_A set of records_.
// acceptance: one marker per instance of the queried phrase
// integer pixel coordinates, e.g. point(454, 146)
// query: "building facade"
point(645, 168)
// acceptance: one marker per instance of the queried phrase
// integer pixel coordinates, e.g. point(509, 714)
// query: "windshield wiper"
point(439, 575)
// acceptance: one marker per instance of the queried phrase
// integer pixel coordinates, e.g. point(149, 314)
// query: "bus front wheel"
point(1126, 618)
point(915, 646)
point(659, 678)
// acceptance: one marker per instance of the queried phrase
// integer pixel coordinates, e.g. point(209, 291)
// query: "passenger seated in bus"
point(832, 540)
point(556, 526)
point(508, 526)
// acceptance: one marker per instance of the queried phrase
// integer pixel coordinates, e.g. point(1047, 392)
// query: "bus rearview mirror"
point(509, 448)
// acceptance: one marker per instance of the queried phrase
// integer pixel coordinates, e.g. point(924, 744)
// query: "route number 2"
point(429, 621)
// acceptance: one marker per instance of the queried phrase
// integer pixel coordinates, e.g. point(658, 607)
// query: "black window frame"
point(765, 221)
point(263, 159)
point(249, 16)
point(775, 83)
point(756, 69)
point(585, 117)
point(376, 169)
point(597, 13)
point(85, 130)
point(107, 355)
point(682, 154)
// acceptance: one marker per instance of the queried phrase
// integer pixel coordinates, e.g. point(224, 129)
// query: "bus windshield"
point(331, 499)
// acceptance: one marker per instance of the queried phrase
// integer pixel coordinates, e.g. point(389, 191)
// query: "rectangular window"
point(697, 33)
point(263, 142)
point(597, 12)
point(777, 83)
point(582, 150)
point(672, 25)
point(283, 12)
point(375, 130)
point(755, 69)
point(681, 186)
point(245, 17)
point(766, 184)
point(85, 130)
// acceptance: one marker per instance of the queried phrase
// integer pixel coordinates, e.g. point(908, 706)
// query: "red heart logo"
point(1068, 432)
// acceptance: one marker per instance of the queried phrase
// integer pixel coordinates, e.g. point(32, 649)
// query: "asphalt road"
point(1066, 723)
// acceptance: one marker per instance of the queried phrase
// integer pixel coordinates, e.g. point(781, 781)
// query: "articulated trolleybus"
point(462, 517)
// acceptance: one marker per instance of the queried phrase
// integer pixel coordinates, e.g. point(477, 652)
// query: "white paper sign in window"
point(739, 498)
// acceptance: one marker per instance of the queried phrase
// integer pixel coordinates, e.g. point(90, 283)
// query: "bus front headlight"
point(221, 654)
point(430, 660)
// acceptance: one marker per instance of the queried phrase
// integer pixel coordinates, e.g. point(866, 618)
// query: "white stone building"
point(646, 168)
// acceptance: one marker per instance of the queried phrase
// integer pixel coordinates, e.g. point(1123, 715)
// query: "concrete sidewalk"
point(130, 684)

---

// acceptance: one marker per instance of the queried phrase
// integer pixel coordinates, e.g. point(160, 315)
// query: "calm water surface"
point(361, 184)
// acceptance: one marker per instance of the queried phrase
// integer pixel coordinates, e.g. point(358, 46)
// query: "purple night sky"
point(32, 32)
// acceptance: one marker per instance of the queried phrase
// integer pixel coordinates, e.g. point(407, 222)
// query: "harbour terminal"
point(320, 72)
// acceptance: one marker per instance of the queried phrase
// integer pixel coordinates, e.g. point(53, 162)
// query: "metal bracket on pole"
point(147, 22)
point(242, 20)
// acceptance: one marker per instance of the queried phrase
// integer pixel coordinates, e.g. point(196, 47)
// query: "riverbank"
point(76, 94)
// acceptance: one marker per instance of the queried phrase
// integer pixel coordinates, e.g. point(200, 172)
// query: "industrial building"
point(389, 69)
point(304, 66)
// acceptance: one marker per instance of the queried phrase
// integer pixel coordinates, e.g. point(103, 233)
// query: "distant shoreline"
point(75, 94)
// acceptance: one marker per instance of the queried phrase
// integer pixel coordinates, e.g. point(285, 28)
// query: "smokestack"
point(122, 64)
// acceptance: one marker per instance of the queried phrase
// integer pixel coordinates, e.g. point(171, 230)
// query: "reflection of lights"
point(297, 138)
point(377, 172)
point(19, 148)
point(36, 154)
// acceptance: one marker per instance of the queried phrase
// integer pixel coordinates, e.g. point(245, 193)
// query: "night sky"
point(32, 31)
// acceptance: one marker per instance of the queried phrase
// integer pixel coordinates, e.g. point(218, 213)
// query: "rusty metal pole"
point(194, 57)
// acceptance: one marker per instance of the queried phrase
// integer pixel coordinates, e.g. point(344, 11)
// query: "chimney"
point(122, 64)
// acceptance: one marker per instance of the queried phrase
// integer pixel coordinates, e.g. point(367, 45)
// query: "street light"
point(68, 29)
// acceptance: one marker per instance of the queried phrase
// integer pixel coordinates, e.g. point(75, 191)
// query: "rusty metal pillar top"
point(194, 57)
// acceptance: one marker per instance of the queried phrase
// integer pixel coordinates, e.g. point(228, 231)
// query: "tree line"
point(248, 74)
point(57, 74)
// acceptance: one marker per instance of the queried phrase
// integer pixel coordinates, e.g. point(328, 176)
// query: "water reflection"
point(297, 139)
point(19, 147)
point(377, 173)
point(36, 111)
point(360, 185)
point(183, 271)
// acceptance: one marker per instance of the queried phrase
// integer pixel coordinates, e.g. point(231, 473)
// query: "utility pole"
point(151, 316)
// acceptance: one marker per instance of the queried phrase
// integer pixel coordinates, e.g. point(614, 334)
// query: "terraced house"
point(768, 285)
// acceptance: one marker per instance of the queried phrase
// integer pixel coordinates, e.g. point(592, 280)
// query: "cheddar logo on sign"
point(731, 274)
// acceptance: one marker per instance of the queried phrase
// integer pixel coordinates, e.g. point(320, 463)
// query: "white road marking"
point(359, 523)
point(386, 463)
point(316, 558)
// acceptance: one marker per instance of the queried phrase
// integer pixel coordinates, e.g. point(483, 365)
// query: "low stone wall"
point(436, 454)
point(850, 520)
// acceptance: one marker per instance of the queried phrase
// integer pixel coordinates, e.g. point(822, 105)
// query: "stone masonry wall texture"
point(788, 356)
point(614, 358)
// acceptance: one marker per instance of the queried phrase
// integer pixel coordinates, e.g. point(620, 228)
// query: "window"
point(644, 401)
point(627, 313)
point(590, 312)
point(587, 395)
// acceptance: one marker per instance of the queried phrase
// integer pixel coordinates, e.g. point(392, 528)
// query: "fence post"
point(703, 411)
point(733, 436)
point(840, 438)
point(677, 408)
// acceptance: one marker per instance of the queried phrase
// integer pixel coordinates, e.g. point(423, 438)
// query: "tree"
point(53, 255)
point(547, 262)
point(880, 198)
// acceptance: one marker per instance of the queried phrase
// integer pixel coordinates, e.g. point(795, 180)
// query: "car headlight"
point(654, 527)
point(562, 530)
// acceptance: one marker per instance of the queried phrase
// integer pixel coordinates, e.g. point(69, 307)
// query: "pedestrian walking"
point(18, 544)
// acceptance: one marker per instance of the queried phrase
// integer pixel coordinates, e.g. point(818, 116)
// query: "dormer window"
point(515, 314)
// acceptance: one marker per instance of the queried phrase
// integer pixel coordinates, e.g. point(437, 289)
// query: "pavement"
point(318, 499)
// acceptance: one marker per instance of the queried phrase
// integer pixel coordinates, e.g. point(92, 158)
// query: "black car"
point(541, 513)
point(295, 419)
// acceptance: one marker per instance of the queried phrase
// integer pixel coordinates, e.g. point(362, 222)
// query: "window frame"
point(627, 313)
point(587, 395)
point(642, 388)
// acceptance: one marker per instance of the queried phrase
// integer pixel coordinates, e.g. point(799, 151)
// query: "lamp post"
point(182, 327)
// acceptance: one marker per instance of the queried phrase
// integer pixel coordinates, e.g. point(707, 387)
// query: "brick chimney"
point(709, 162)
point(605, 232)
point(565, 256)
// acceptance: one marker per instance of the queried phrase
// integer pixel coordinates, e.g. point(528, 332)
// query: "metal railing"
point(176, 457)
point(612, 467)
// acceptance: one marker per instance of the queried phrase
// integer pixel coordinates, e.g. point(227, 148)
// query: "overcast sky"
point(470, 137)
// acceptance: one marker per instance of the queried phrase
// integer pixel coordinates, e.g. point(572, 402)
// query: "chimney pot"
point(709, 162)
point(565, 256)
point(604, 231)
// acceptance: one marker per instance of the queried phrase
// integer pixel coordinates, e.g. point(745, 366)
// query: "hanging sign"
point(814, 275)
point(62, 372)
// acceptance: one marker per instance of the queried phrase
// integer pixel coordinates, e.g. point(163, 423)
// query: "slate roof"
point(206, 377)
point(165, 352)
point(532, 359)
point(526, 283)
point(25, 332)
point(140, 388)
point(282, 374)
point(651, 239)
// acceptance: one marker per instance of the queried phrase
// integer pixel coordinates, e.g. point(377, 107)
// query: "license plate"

_What you will do_. List every line in the records above that contains the string "headlight", matching case exactly.

_Answer to this exercise_.
// query: "bus front headlight"
// query: "car headlight"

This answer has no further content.